··· TEXTO PROPORCIONADO ···

Aunque la conflictividad interna (1980-2000) se saldó con casi 70.000 víctimas fatales, las causas estructurales que la originaron aún persisten.
Han pasado 20 años desde que la Comisión de la Verdad y Reconciliación (CVR) divulgara los detalles del conflicto armado interno en el período 1980-2000, pero los efectos y las causas que lo originaron siguen latiendo al interior de la sociedad peruana.
La salida abrupta del poder del presidente Pedro Castillo (2021-2022) y el inicio de la Presidencia de Dina Boluarte, han dejado al descubierto profundas heridas que la narrativa instalada tras el fin del Gobierno de Alberto Fujimori (1990-2000) había dado por superadas, o al menos, aliviadas.
Así, las miles de personas que desde diciembre de 2022 se han volcado repetidamente a las calles a demandar la realización de elecciones generales anticipadas, el cese del Congreso y la instalación de una asamblea constituyente, han sido ferozmente reprimidas.
Aunque el Gobierno ha reconocido tímidamente el uso excesivo de la fuerza contra civiles desarmados, también ha justificado sus acciones, al asegurar que se trataba de manifestantes violentos e incluso de «terroristas», la peor acusación que se le puede lanzar a un peruano.
Bajo este punto de vista, el Estado aparece como el defensor de la paz nacional contra un enemigo interno al que hay que combatir a cualquier precio, dado que otrora fue capaz de arrinconar a las autoridades y dejar a su paso una estela de sangre y terror.
Violaciones a los DD.HH. con sesgo racista
La ola de protestas masivas que sacudió al Perú entre diciembre de 2022 y marzo de 2023 se saldó con 67 personas muertas y 1.785 heridos, en su mayoría por choques directos con la Policía y el Ejército, según se lee en un reporte diario de la Defensoría del Pueblo fechado el 3 de mayo de 2023, en el que se apunta que la última víctima fatal falleció el 21 de marzo en Cusco.
Un informe presentado el pasado mayo por la Comisión Interamericana de Derechos Humanos (CIDH), órgano adscrito a la Organización de Estados Americanos (OEA), también alude a estos eventos, con particular énfasis en la afectación sobre personas que no tomaban parte de las manifestaciones.

···

EJERCICIOS
1. ¿Puedes resumir el texto sobre el Perú en dos oraciones?
2. Responde brevemente según el texto sobre el Perú:
(a) ¿Cuántas víctimas fatales dejó aproximadamente el conflicto interno de 1980-2000?
(b) ¿Qué tres cosas han exigido en las calles los manifestantes desde diciembre de 2022?
(c) ¿En qué ciudad y en qué fecha falleció la última víctima fatal, según el reporte de la Defensoría del Pueblo?
Basa tus respuestas solo en el texto sobre el Perú.

··· ENTRADAS DE DATOS ···

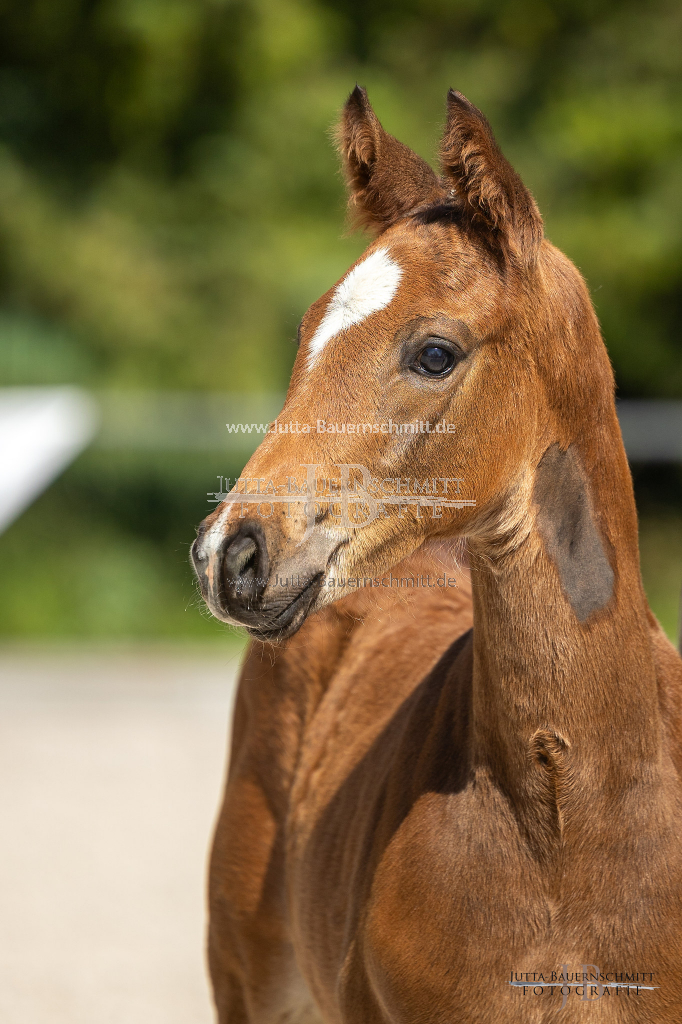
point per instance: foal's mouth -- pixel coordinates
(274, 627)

···
··· ENTRADAS DE DATOS ···

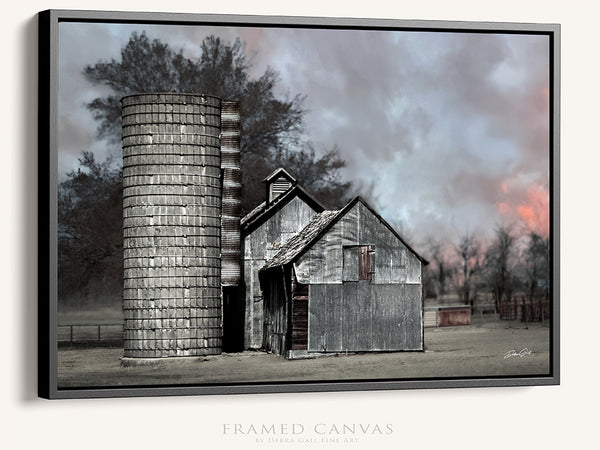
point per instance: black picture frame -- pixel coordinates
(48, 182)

···
··· ENTRADAS DE DATOS ···

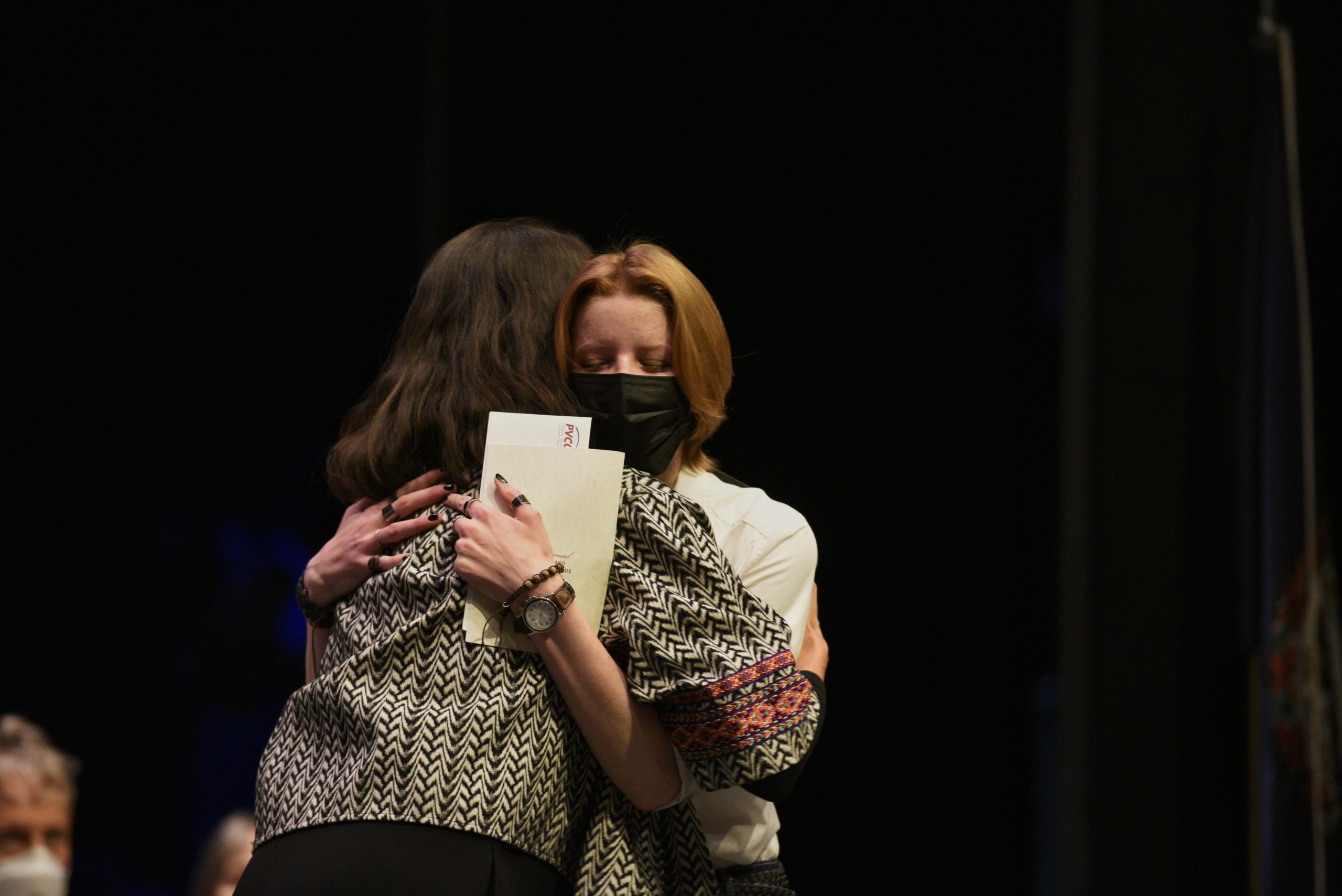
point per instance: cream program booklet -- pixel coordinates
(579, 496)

···

RESPUESTAS POR EJERCICIO
1. Veinte años después de que la Comisión de la Verdad y Reconciliación divulgara los detalles del conflicto armado interno de 1980-2000, que dejó casi 70.000 víctimas fatales, sus causas y efectos siguen presentes en la sociedad peruana. Desde diciembre de 2022, las protestas que exigen elecciones anticipadas, el cese del Congreso y una asamblea constituyente han sido ferozmente reprimidas, con 67 muertos y 1.785 heridos hasta marzo de 2023, mientras el Gobierno ha justificado su actuación tachando a los manifestantes de violentos e incluso de «terroristas».

2.
(a) Casi 70.000.
(b) La realización de elecciones generales anticipadas, el cese del Congreso y la instalación de una asamblea constituyente.
(c) En Cusco, el 21 de marzo.